Please convert the data below into a JSON list of strings, one string per line, with blank lines skipped. Leave the pictures out of the list.

━━━━━━━━━━━━━━━━━━━━━━━━━━━━━━

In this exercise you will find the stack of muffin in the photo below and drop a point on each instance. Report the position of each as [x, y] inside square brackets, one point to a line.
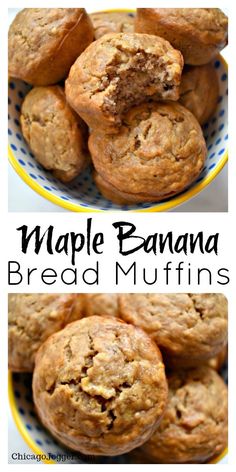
[127, 373]
[127, 103]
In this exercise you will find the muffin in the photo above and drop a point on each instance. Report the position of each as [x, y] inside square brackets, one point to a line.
[199, 33]
[119, 71]
[101, 304]
[219, 360]
[159, 151]
[43, 43]
[116, 196]
[99, 386]
[112, 22]
[194, 427]
[32, 318]
[189, 328]
[199, 91]
[55, 134]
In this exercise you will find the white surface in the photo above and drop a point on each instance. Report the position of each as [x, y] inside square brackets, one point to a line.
[23, 199]
[16, 444]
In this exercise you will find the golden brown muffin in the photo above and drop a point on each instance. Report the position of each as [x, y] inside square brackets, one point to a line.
[55, 134]
[199, 33]
[119, 71]
[189, 328]
[218, 361]
[32, 318]
[99, 386]
[116, 196]
[101, 304]
[158, 152]
[112, 22]
[43, 43]
[199, 91]
[195, 424]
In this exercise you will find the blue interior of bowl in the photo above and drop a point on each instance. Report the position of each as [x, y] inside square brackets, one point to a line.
[82, 191]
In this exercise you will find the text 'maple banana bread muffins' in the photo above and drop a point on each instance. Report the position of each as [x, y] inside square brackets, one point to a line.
[159, 151]
[99, 386]
[112, 22]
[32, 318]
[199, 91]
[199, 33]
[119, 71]
[194, 427]
[188, 328]
[55, 133]
[43, 43]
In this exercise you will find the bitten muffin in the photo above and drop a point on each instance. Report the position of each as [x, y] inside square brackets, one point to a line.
[101, 304]
[99, 386]
[119, 71]
[194, 427]
[32, 318]
[43, 43]
[158, 152]
[116, 196]
[188, 328]
[199, 33]
[199, 91]
[55, 134]
[112, 22]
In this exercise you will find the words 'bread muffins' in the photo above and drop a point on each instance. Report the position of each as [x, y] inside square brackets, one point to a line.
[55, 134]
[199, 33]
[43, 43]
[119, 71]
[99, 386]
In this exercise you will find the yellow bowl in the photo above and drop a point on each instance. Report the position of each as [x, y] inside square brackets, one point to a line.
[39, 439]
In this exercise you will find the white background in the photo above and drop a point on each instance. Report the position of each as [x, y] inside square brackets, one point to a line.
[224, 223]
[22, 198]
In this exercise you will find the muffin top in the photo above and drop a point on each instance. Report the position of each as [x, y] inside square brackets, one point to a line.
[112, 22]
[188, 327]
[197, 84]
[194, 425]
[37, 40]
[101, 304]
[56, 135]
[159, 150]
[99, 385]
[119, 71]
[32, 318]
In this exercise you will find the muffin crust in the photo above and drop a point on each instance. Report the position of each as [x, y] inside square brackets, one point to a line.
[194, 427]
[112, 22]
[99, 386]
[158, 152]
[55, 134]
[199, 91]
[43, 43]
[199, 33]
[119, 71]
[32, 318]
[188, 328]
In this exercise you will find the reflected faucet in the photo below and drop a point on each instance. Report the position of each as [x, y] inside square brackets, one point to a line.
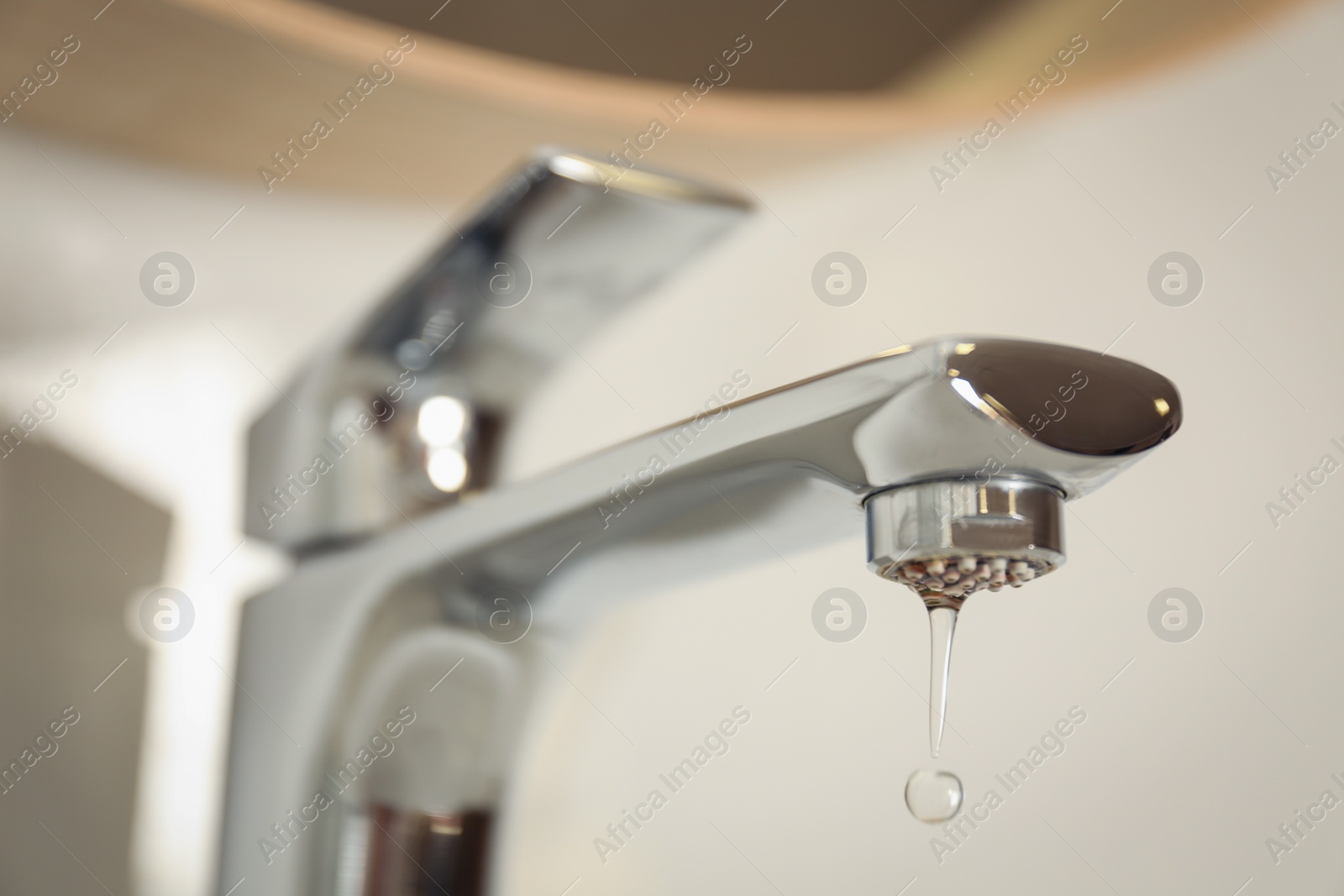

━━━━━━━━━━━━━━━━━━━━━━━━━━━━━━

## OUTPUT OF THE TASK
[
  "In this exercise you will find the stack of muffin in the photo below and drop a point on each instance. Report the position of each as [x, y] inside square brackets, one point to a line.",
  "[127, 373]",
  "[127, 103]",
  "In this exercise you will find the muffin in the photo above and drop a point on each instance. Report the position of each as [x, y] inside square brackets, one point to a line.",
  "[199, 33]",
  "[119, 71]",
  "[101, 304]",
  "[219, 360]",
  "[159, 151]",
  "[43, 43]",
  "[116, 196]",
  "[99, 386]",
  "[112, 22]",
  "[194, 427]",
  "[32, 318]",
  "[189, 328]",
  "[199, 91]",
  "[55, 134]",
  "In this exercise you will find the white surface in the photo above and drop a point on each instance. Report the position of each as [x, y] inside square brackets, one point to a line.",
  "[23, 199]",
  "[16, 444]",
  "In this exercise you will find the golden brown muffin in the photo above and drop a point on each instance. Report the position of each as [x, y] inside square brackets, one point to a line.",
  "[55, 134]",
  "[199, 33]",
  "[119, 71]",
  "[189, 328]",
  "[218, 361]",
  "[32, 318]",
  "[99, 386]",
  "[116, 196]",
  "[101, 304]",
  "[158, 152]",
  "[112, 22]",
  "[43, 43]",
  "[199, 91]",
  "[195, 424]",
  "In this exercise you will find the blue interior of bowl in the photo above and drop a point on each instance. Report the position of each as [x, y] inside square brackets, one point to a line.",
  "[82, 191]",
  "In this exercise you will find the text 'maple banana bread muffins' in the photo above and drop a point on each instance. Report the position of each as [x, y] inside square brackets, one point to a line.",
  "[159, 151]",
  "[99, 386]",
  "[112, 22]",
  "[32, 318]",
  "[199, 91]",
  "[199, 33]",
  "[119, 71]",
  "[194, 427]",
  "[188, 328]",
  "[55, 133]",
  "[43, 43]",
  "In this exercise you will find the bitten muffin in the photo above and drop a point on each instance. Report the position of each as [x, y] inside square brackets, one point to a line.",
  "[101, 304]",
  "[99, 386]",
  "[119, 71]",
  "[194, 427]",
  "[32, 318]",
  "[43, 43]",
  "[158, 152]",
  "[116, 196]",
  "[188, 328]",
  "[199, 33]",
  "[199, 91]",
  "[55, 134]",
  "[112, 22]",
  "In this exercise you will find the words 'bread muffins' in the photo above and drop a point on each instance. Report the position of each as [x, y] inside square brackets, one point to a line.",
  "[55, 134]",
  "[199, 33]",
  "[43, 43]",
  "[119, 71]",
  "[99, 386]",
  "In this exercise you will find the yellow bowl in the photo above and drop a point on each instance. Report the position of each as [x, y] inside square brackets, one point to a line.",
  "[39, 439]",
  "In this exercise you will find the white background in the photo above and drop a point on each instance. Report the position of each as [x, y] inside square brackets, one point to a line.",
  "[224, 223]",
  "[22, 198]",
  "In this exercise you will find the muffin top in the photo above and drop a point on each instance. Report the position of each as [x, y] inside square brackets, one point to a line.",
  "[112, 22]",
  "[188, 327]",
  "[197, 84]",
  "[194, 425]",
  "[37, 40]",
  "[101, 304]",
  "[56, 135]",
  "[159, 150]",
  "[99, 385]",
  "[119, 71]",
  "[32, 318]",
  "In this exercise you will find the muffin crust in the photo above and drop a point on each instance. Report the position of each as [x, y] inside square brackets, one point to a line.",
  "[194, 427]",
  "[112, 22]",
  "[99, 386]",
  "[158, 152]",
  "[55, 134]",
  "[199, 91]",
  "[43, 43]",
  "[199, 33]",
  "[119, 71]",
  "[32, 318]",
  "[188, 328]",
  "In this exercise you will find the reflected faucet in the photo below and drop a point on each instance. Report the position of each as [x, y] inside square brackets, one point to a line."
]